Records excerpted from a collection
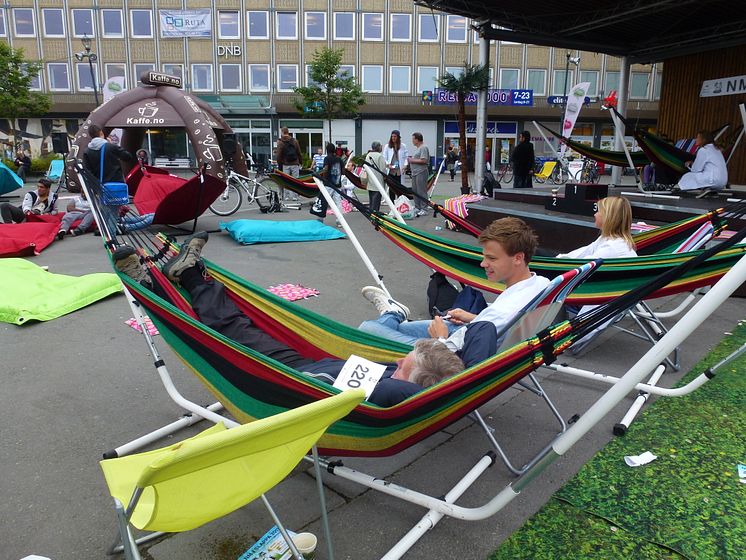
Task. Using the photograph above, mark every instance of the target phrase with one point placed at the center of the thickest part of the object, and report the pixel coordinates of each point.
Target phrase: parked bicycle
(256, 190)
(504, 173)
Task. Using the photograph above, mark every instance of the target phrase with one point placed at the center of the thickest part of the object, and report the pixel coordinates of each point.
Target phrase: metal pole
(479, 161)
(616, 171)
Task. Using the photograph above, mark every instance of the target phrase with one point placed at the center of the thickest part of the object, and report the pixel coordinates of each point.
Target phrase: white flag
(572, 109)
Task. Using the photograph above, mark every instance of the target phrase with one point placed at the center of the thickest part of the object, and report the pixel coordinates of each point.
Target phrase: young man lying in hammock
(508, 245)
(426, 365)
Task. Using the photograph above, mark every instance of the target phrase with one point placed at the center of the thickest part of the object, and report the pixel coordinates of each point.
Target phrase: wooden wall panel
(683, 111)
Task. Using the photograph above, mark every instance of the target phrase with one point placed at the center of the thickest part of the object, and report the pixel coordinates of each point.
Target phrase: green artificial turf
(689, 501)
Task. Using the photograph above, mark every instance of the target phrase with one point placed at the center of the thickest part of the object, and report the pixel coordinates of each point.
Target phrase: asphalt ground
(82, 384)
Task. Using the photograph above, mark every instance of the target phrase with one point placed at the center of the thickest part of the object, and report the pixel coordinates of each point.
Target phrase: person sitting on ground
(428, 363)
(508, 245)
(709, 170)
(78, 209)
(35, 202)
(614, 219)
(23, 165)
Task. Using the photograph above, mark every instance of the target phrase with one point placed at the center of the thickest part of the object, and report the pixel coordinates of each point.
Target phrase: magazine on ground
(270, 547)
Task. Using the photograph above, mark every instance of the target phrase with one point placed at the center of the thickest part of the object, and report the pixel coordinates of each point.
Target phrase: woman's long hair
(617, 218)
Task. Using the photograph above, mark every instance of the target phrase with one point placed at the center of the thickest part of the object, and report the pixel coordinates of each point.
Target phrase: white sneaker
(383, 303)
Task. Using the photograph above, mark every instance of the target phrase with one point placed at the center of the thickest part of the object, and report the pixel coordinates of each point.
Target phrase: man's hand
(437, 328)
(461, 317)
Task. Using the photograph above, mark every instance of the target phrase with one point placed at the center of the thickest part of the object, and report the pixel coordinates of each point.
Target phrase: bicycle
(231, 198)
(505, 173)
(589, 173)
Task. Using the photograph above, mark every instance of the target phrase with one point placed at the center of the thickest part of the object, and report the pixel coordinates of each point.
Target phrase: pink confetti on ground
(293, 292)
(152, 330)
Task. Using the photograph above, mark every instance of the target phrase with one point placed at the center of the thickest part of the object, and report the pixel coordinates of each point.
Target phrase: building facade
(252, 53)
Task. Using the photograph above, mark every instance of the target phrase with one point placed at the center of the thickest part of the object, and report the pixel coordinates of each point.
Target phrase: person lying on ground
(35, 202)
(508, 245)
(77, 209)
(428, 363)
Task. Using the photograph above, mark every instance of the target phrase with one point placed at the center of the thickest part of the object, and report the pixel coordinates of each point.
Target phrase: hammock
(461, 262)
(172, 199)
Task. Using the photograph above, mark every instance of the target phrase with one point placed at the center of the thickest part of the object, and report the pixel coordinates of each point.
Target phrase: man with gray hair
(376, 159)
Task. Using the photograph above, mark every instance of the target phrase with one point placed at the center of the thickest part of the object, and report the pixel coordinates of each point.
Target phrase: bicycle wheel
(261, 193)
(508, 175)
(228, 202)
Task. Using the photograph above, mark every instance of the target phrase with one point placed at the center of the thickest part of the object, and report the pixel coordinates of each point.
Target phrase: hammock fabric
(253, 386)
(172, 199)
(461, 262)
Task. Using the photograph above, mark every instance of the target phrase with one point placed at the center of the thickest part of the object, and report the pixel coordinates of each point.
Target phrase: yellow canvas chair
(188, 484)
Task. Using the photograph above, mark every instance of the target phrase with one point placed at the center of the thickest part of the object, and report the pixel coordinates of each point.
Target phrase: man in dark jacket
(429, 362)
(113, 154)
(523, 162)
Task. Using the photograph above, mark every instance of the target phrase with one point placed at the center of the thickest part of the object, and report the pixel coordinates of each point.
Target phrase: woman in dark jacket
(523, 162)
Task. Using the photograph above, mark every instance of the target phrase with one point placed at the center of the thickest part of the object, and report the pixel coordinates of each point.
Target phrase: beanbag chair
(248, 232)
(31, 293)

**To do:** You are asked to output the records precisely as they appear, minus any pictures.

**Answer area:**
Task. Using the photograph above, mark every instance of the target phrase with one point placed at the center of the thickest part of the object, and report the pixel coordinates of each point.
Target phrase: parked bicycle
(256, 190)
(504, 173)
Task. Using the photograph above, mark every instance of the target phrase with one point placed at the center of the thickest part of the object, and report the pixel coordinates of each point.
Target phrase: metal pole
(479, 161)
(616, 171)
Task. Using the photograph above, mark every instance of the target phrase with one point placed at the center of the thickest part of the object, and report the pixel coordinates of each point.
Target phrase: white flag
(572, 109)
Task. Using the photograph above, mark every instance of the target phrase with one point placed at the center of the thickest part of the object, and report the pixel coordinates of each point.
Target phrase: young man lying in hammock
(508, 245)
(426, 365)
Task. Using the photograph above, mark every instance of the target phrase with one point placed at the center of the thickest part of the object, and report the pixel coordinates of each point.
Target phrase: wooden wall panel
(683, 111)
Task. Using the photograph above, mark every instance of the target phrase with one point placed at the center of the thickest part of the object, and report the pixel coordinates of each point.
Target phrase: green artificial turf
(689, 501)
Task. Using the photograph above, mark every instance of the target phrase with one point placed at the center of the thickest part of the object, and report the pixel coordinates of each point.
Target phrase: asphalt ground
(82, 384)
Task. Using the photograph above, mark every instance of the target phrase with one point placed at the center of the thickest part of the object, and report the pixel coordinates of each point.
Target phrase: person sitting on ground
(428, 363)
(508, 245)
(709, 170)
(78, 209)
(35, 202)
(614, 219)
(23, 165)
Task. Using the photograph above, mark every instance of the target phrase with one point placed at the center of the thickest part of the object, and report the pixel coordinates of each point.
Target phrase: magazine on ground
(270, 547)
Task. Using the photograph above, mark every instance of the target phrase with one point placed at the center of the thickest part of the object, and report the pixel coordinates of each point.
Target phrase: woman's long hair
(617, 218)
Task. Using the photograph above, mark every instance of the target phrase with one point placed at the center of the thickest part of the object, and report the pixel coordinates of each point.
Target phrase: white sneaker
(383, 303)
Task. Using the photograph above, mark every instance of the target phrase with one point placed at the center of the thickest part of the object, and report the pixel coordinates of each point.
Target phrase: man's hand
(437, 328)
(461, 317)
Task. Using the photograph above, mark every instance of the target phrase with one point placed at the center of the thickest part of the object, and report the pixel coordinates of each point.
Target phrase: bicycle
(231, 198)
(505, 173)
(589, 173)
Task. Using the photograph above, mark every instance of the target phrase with one point placed at the center of the thickest part of the object, and report the pixel coordinates of each point.
Target phrase: pink confetti on ground
(293, 292)
(152, 330)
Task. Using the photograph above, mark every instance of the target phrase with one point placed at the center of the thickest part of the object, and report the pixel coordinates of each point.
Target phrase: building facade
(252, 53)
Task. Using the photograph above, mark every instance of the target phrase with one point placed at the center of the thickest part of the object, and report the pixel coordinates of each point.
Target phrase: person lying on ground
(35, 202)
(508, 245)
(77, 209)
(428, 363)
Task. Using the photograph above, mark every instance of the target phrase with one point placed at the center of the thickest part of the object, and report the pixel coordinates of each point.
Target phrase: hammock
(461, 262)
(172, 199)
Task. Using the photograph above, mark every instance of the target phrase with one point placed at the center of the thickest part of the object, and report the pixel coordinates of each point.
Target phrase: man with gray hair
(376, 159)
Task. Using the photograph above, mark every instance of the target phrase with one point placed at the center of the thickest part of the object, and report the pixel coordinates of each point.
Target phrase: bicycle wheel
(261, 193)
(508, 175)
(228, 202)
Task. Using the photograph above, mark every instance of the target phrase with one point placed at the center of the thickest part of the object, and report the pixel coordinates of each point.
Target phrase: hammock fabric
(253, 386)
(172, 199)
(461, 262)
Task. Using the photograph above, mark every instance of the target phrase with one point placed at the center of the thickest part of the object, and report the pixel coordinates of each point.
Target phrase: yellow canvas chair
(188, 484)
Task. Using the photograph above, mark every instance of the target phrase with one point placed at the center of the thickest part of the object, and report the pixel coordinates of each point.
Target phrase: man in dark jacket
(429, 362)
(113, 154)
(523, 162)
Task. Using the photograph above, mark every instance of the target phrase with one point placed at the center of the thickest part of the object, and report the pixel coordinates of each point.
Target phrase: woman in dark jacket
(523, 162)
Task. Using the photograph above, mark every instance of the target phrase with one point placed at the center of the thickest part of the object, and report the pixel coordinates of each point.
Target phrase: beanbag chair
(248, 232)
(31, 293)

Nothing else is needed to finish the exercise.